Extrait du texte →
Tribune. L’hommage, que la Fondation de la Maison de Tunisie à Paris, en collaboration avec le Comité pour le respect des libertés et des droits de l’homme en Tunisie (CRLDHT), avait initialement prévu de rendre le 9 décembre 2022 à Sophie Bessis, historienne et intellectuelle tunisienne engagée, internationalement reconnue tant pour ses ouvrages que pour ses prises de position, vient d’être « reporté » sine die par cette institution au motif de « contraintes d’ordre administratif et logistique ». Tels sont les termes laconiques d’un message envoyé quelques jours avant l’événement par les responsables de la Maison de Tunisie.
Comment ne pas rapprocher une telle décision ex abrupto du climat d’hostilité entretenu à l’heure actuelle à l’égard des démocrates de notre pays ? Cette décision semble en effet confirmer une inquiétante dérive vers l’interdiction de toute parole libre et critique à l’égard du pouvoir.

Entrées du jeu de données
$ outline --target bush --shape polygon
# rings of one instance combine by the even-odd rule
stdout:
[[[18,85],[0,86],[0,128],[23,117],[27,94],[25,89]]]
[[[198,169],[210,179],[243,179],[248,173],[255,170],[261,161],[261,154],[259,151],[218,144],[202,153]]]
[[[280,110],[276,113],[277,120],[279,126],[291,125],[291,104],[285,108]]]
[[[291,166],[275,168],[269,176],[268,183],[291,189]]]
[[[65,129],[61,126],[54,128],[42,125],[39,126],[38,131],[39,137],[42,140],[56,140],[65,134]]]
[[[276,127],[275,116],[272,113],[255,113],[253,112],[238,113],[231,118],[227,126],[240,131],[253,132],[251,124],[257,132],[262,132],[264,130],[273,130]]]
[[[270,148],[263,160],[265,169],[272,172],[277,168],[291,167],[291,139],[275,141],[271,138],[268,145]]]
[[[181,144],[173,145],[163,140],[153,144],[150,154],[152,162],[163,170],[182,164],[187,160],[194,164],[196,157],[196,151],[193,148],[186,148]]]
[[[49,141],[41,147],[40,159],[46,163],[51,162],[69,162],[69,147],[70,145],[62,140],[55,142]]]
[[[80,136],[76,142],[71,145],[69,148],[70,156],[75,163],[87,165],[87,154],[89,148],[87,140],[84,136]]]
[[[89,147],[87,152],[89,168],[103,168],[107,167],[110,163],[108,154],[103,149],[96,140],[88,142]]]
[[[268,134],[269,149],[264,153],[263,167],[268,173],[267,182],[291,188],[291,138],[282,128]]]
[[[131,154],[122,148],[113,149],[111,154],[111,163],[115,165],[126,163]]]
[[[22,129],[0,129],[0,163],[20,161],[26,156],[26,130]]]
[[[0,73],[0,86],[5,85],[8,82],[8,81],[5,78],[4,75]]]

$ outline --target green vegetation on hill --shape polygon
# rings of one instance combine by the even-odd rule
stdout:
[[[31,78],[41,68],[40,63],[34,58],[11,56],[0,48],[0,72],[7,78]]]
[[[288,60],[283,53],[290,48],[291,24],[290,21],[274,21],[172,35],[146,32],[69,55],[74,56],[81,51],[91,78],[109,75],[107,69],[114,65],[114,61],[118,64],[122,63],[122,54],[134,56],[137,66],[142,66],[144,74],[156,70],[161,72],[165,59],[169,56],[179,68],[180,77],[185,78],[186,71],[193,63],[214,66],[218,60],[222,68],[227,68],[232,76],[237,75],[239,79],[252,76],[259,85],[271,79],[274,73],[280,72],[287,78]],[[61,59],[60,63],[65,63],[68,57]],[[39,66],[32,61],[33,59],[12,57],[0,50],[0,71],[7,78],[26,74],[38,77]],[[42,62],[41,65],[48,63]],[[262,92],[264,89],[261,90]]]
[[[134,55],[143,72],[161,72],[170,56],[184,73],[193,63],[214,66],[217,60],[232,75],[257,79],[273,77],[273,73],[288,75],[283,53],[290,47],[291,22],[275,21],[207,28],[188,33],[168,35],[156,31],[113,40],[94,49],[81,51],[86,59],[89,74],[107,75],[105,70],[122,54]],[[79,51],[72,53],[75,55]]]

Objectif 1 →
Répondez aux questions suivantes à partir de l'extrait.
(a) À quelle date l'hommage devait-il avoir lieu au départ ?
(b) Quel motif la Maison de Tunisie a-t-elle avancé pour le report ?
(c) Selon le second paragraphe, vers quoi la décision semble-t-elle confirmer une dérive ?
Objectif 2 →
Pour chaque affirmation, dites si elle est conforme à l'extrait et citez les mots qui le montrent.
(a) L'hommage était prévu en collaboration avec le CRLDHT.
(b) Le message annonçant le report a été envoyé plusieurs semaines avant l'événement.
(c) L'hommage a été reporté à une nouvelle date fixée.
Objectif 3 → Réécrivez l'extrait depuis « Comment ne pas » jusqu'à « l’égard du pouvoir. » inclus, en remplaçant « démocrates » par « opposants ».

Solution détaillée 1 →
(a) Le 9 décembre 2022.
(b) Des « contraintes d’ordre administratif et logistique ».
(c) Vers l’interdiction de toute parole libre et critique à l’égard du pouvoir.

Solution détaillée 2 →
(a) Oui : « en collaboration avec le Comité pour le respect des libertés et des droits de l’homme en Tunisie (CRLDHT) ».
(b) Non : « envoyé quelques jours avant l’événement ».
(c) Non : « vient d’être « reporté » sine die ».

Solution détaillée 3 →
Comment ne pas rapprocher une telle décision ex abrupto du climat d’hostilité entretenu à l’heure actuelle à l’égard des opposants de notre pays ? Cette décision semble en effet confirmer une inquiétante dérive vers l’interdiction de toute parole libre et critique à l’égard du pouvoir.